SET PROBLEM
Nothing may be dropped or altered: reproduce all the data.

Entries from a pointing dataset
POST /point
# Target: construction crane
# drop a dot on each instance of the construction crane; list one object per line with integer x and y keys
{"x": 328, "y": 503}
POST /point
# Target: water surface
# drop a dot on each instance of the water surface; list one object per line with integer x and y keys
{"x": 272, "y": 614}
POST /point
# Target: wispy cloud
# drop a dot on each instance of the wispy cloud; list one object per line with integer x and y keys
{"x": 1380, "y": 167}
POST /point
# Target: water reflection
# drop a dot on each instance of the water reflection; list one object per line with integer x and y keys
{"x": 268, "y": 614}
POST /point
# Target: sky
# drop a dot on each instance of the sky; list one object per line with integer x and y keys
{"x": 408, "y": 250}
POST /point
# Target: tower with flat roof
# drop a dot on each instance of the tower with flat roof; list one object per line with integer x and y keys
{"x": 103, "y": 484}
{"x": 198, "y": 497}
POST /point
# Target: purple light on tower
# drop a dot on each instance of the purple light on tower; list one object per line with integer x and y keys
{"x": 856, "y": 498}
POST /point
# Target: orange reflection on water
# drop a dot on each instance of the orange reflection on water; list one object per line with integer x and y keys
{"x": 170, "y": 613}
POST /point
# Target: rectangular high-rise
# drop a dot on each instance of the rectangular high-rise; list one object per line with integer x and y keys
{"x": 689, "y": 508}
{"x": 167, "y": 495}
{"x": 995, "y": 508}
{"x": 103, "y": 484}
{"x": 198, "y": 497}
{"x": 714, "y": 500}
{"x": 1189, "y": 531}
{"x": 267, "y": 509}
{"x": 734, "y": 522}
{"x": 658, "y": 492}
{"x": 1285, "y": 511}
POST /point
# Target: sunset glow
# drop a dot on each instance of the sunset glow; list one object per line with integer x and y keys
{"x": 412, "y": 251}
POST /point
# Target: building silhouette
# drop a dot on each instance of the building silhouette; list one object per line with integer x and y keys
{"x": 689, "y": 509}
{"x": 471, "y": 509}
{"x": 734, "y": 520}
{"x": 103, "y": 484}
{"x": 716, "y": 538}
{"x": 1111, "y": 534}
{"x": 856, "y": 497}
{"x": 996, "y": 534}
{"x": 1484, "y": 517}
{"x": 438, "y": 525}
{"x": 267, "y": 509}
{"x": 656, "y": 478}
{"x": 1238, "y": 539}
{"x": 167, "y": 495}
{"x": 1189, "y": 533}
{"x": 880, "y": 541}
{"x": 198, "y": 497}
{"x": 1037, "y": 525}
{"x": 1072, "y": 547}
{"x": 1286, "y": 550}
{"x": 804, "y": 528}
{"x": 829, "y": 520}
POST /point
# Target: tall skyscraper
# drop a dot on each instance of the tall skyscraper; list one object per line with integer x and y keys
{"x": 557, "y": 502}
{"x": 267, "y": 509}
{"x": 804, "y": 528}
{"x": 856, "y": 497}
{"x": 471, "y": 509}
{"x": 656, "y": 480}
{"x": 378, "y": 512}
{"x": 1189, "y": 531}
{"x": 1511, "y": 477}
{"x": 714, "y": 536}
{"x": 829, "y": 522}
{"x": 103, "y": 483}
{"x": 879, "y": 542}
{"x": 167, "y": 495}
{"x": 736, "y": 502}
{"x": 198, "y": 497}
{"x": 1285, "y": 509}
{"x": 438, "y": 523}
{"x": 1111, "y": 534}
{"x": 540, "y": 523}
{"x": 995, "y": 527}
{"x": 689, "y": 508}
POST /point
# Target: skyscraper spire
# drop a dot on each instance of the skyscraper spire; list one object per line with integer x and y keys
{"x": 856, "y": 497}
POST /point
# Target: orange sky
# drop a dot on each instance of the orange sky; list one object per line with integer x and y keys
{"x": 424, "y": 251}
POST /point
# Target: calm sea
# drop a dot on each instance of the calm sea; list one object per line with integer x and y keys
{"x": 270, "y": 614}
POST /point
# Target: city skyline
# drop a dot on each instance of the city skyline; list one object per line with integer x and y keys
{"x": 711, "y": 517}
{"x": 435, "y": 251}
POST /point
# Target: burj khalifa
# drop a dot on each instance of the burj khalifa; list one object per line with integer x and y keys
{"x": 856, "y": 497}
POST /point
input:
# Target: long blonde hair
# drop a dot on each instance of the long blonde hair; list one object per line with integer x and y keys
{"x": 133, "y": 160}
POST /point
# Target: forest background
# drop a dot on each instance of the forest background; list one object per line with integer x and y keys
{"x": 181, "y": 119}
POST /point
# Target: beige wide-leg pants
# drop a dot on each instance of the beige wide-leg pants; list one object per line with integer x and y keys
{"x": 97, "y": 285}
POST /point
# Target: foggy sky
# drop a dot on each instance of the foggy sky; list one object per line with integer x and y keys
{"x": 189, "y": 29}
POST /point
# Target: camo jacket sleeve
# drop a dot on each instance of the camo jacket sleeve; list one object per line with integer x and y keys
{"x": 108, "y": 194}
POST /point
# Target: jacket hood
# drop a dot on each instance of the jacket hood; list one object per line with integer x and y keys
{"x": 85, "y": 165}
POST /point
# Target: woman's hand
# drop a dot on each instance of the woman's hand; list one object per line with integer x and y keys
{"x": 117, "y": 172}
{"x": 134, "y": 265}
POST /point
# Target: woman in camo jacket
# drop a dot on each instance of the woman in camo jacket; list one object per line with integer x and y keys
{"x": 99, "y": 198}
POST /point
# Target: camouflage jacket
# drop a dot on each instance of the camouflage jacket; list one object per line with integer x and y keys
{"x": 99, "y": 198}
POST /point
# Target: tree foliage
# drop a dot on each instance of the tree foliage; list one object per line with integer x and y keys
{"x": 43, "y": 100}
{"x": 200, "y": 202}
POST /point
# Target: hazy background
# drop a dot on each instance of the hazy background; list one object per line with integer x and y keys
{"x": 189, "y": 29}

EXPECTED OUTPUT
POST /point
# Target: construction crane
# drop a dot on each instance of the construction crane; list one object per line with integer x and y keys
{"x": 328, "y": 503}
POST /point
# Target: water surface
# drop a dot on each instance of the water surface; list one object per line with integer x and y keys
{"x": 272, "y": 614}
POST /point
# Target: wispy cloud
# drop a dot on each instance of the wispy cloud; list one object per line with integer x and y keys
{"x": 1380, "y": 167}
POST /point
# Target: water reflection
# drop a dot on each instance of the water reflection; list one object per line with integer x and y keys
{"x": 268, "y": 614}
POST /point
# Target: sky
# drop a dot on each instance of the sky; list one object per line with integer x and y keys
{"x": 408, "y": 250}
POST /point
# Target: tower with flat roof
# drop a dot on each instance of the tower with flat roof; list one object per line with integer x and y keys
{"x": 103, "y": 484}
{"x": 198, "y": 497}
POST /point
# Target: purple light on tower
# drop a dot on each instance of the purple light on tower; list one object per line with integer x and y keys
{"x": 856, "y": 498}
POST /point
# Target: orange reflection on water
# drop a dot on each instance of the orange reflection on water; list one object per line with integer x and y keys
{"x": 170, "y": 613}
POST /point
# Target: rectangular high-rise
# drop a dot on each instance of the rectangular high-rise; list one object per line with integer x and y keys
{"x": 689, "y": 508}
{"x": 167, "y": 495}
{"x": 995, "y": 508}
{"x": 103, "y": 484}
{"x": 198, "y": 497}
{"x": 714, "y": 500}
{"x": 1189, "y": 531}
{"x": 267, "y": 509}
{"x": 734, "y": 522}
{"x": 658, "y": 492}
{"x": 1285, "y": 511}
POST /point
# Target: sunset glow
# drop a dot on each instance of the sunset glow; list one object per line with integer x and y keys
{"x": 412, "y": 251}
POST /point
# Target: building silhouette
# drop a dot on each instance of the building silhouette; list one object per line with integer x and y keys
{"x": 689, "y": 509}
{"x": 471, "y": 509}
{"x": 734, "y": 520}
{"x": 103, "y": 484}
{"x": 716, "y": 538}
{"x": 1111, "y": 534}
{"x": 856, "y": 497}
{"x": 996, "y": 534}
{"x": 1484, "y": 517}
{"x": 438, "y": 525}
{"x": 267, "y": 509}
{"x": 656, "y": 478}
{"x": 1238, "y": 539}
{"x": 167, "y": 495}
{"x": 1189, "y": 533}
{"x": 880, "y": 541}
{"x": 198, "y": 497}
{"x": 1037, "y": 525}
{"x": 1072, "y": 547}
{"x": 1286, "y": 550}
{"x": 804, "y": 528}
{"x": 829, "y": 520}
POST /point
# Target: tall skyscraper
# drop a dot on each instance of the tall skyscraper; list one object per line with integer x and y keys
{"x": 557, "y": 502}
{"x": 267, "y": 509}
{"x": 804, "y": 528}
{"x": 856, "y": 497}
{"x": 471, "y": 509}
{"x": 656, "y": 480}
{"x": 378, "y": 512}
{"x": 1189, "y": 531}
{"x": 1511, "y": 477}
{"x": 714, "y": 536}
{"x": 829, "y": 522}
{"x": 103, "y": 483}
{"x": 879, "y": 542}
{"x": 167, "y": 495}
{"x": 736, "y": 502}
{"x": 198, "y": 497}
{"x": 1285, "y": 509}
{"x": 438, "y": 523}
{"x": 1111, "y": 534}
{"x": 540, "y": 523}
{"x": 995, "y": 527}
{"x": 689, "y": 508}
POST /point
# Target: skyscraper spire
# drop a dot on each instance of the skyscraper spire; list one object per line with integer x and y keys
{"x": 856, "y": 497}
POST /point
# Target: orange sky
# drop a dot on each instance of the orange sky; list one object per line with integer x and y keys
{"x": 424, "y": 251}
POST /point
# Target: calm sea
# drop a dot on each instance of the calm sea; list one object per line with integer x and y keys
{"x": 270, "y": 614}
POST /point
# Target: city skyline
# drop a dot on each instance of the city skyline; list one object per line with integer x and y keys
{"x": 711, "y": 517}
{"x": 435, "y": 251}
POST /point
# Target: burj khalifa
# drop a dot on each instance of the burj khalifa; list one object per line with integer x and y keys
{"x": 856, "y": 497}
POST /point
input:
# Target: long blonde hair
# drop a dot on each instance of the long blonde hair; list one object per line with integer x and y keys
{"x": 133, "y": 160}
POST /point
# Target: forest background
# drop a dot on each instance of the forest background; list one object per line with integer x and y keys
{"x": 181, "y": 119}
POST /point
# Target: beige wide-leg pants
# drop a dot on each instance of the beige wide-leg pants; list one object per line with integer x and y keys
{"x": 97, "y": 285}
POST /point
# Target: foggy sky
# drop a dot on each instance of the foggy sky; list one object per line with integer x and y keys
{"x": 189, "y": 29}
POST /point
# Target: camo jacket sleeve
# drop a dot on each instance of the camo jacket sleeve; list one object per line with integer x and y keys
{"x": 108, "y": 194}
POST /point
# Target: jacket hood
# drop a dot on each instance of the jacket hood; list one object per line with integer x and y keys
{"x": 85, "y": 165}
POST /point
# Target: woman's hand
# drop a dot on each instance of the woman's hand; list one object per line with integer x and y keys
{"x": 117, "y": 172}
{"x": 134, "y": 265}
POST /point
# Target: woman in camo jacket
# drop a dot on each instance of the woman in camo jacket; list one object per line with integer x and y keys
{"x": 99, "y": 198}
POST /point
# Target: camouflage jacket
# drop a dot on each instance of the camouflage jacket; list one object per line with integer x and y keys
{"x": 99, "y": 198}
POST /point
# Target: tree foliage
# drop a dot on each instance of the tree foliage; list one object per line with integer x and y keys
{"x": 43, "y": 100}
{"x": 200, "y": 202}
POST /point
# Target: hazy background
# drop a dot on each instance of the hazy background; list one object per line with integer x and y keys
{"x": 189, "y": 29}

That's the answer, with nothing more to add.